Texto fornecido:
● ● ● ● ● ● ●
Mas a ampliação do comércio internacional nessas bases aumenta os impactos ambientais negativos pela maior exploração de recursos naturais para dar conta do aumento da produção e dos transportes, e pelo maior volume de poluentes gerados em todas as fases do processo produtivo e de consumo. Essa idéia caminha no sentido contrário ao consumo sustentável, uma das práticas mais difíceis de ser alcançada.
Existe ainda a idéia de que os países sempre se beneficiam com a liberdade de comércio, pois assim podem se concentrar nas atividades produtivas em que são mais eficientes, e adquirir os demais produtos de quem os fabrica melhor. Esta é uma importante tese para os defensores do livrecomércio e um ideal que a OMC persegue.
O fato de países se dedicarem ao que melhor sabem fazer, em princípio é bom, mas acaba por consolidar uma divisão internacional do trabalho desigual, na qual alguns poucos países produzem bens e serviços de alto valor agregado, enquanto outros se restringem a bens primários e produtos industrializados intensivos em recursos naturais e energia, com pouca agregação de valor (leia mais sobre agregação de valor em reportagem à página 58).
● ● ● ● ● ● ●
Objetivo do exercício:
Reescreva o trecho do texto sobre comércio internacional que começa em "O fato de países" e termina em "à página 58).", trocando "divisão internacional do trabalho" por "divisão global do trabalho". As linhas apresentadas a seguir provêm de outra fonte.
● ● ● ● ● ● ●
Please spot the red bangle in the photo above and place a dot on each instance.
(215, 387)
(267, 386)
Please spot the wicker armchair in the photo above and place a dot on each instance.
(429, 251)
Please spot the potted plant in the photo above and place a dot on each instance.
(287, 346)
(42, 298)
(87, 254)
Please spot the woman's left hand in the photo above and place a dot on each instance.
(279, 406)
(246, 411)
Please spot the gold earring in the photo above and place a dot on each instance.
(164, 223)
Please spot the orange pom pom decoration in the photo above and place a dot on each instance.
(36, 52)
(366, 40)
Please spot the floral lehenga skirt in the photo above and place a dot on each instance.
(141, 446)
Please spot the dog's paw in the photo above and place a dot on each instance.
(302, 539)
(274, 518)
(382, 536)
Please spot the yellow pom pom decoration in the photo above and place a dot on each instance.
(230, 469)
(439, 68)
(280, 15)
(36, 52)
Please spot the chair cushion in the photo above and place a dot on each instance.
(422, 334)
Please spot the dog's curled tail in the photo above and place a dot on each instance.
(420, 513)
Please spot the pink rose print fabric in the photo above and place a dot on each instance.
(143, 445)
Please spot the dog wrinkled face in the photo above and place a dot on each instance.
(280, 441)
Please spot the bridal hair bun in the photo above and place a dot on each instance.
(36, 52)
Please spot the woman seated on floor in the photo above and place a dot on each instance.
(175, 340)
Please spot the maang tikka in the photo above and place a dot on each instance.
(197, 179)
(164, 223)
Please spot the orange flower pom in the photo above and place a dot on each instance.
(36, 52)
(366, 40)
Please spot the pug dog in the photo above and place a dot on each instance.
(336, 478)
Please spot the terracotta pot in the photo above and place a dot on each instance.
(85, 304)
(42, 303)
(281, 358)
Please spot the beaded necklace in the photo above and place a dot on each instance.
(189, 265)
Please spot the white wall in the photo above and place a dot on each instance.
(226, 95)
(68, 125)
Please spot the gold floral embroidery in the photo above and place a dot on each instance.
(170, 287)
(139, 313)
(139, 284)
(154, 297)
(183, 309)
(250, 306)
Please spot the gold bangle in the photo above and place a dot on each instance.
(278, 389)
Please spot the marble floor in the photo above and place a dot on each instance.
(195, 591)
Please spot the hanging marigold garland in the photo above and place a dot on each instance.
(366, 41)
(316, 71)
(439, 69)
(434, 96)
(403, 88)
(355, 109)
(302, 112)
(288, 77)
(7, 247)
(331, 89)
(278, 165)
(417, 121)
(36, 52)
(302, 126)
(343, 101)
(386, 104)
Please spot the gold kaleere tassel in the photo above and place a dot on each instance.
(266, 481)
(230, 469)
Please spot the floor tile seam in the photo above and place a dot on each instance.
● ● ● ● ● ● ●
Campo de resposta:
O fato de países se dedicarem ao que melhor sabem fazer, em princípio é bom, mas acaba por consolidar uma divisão global do trabalho desigual, na qual alguns poucos países produzem bens e serviços de alto valor agregado, enquanto outros se restringem a bens primários e produtos industrializados intensivos em recursos naturais e energia, com pouca agregação de valor (leia mais sobre agregação de valor em reportagem à página 58).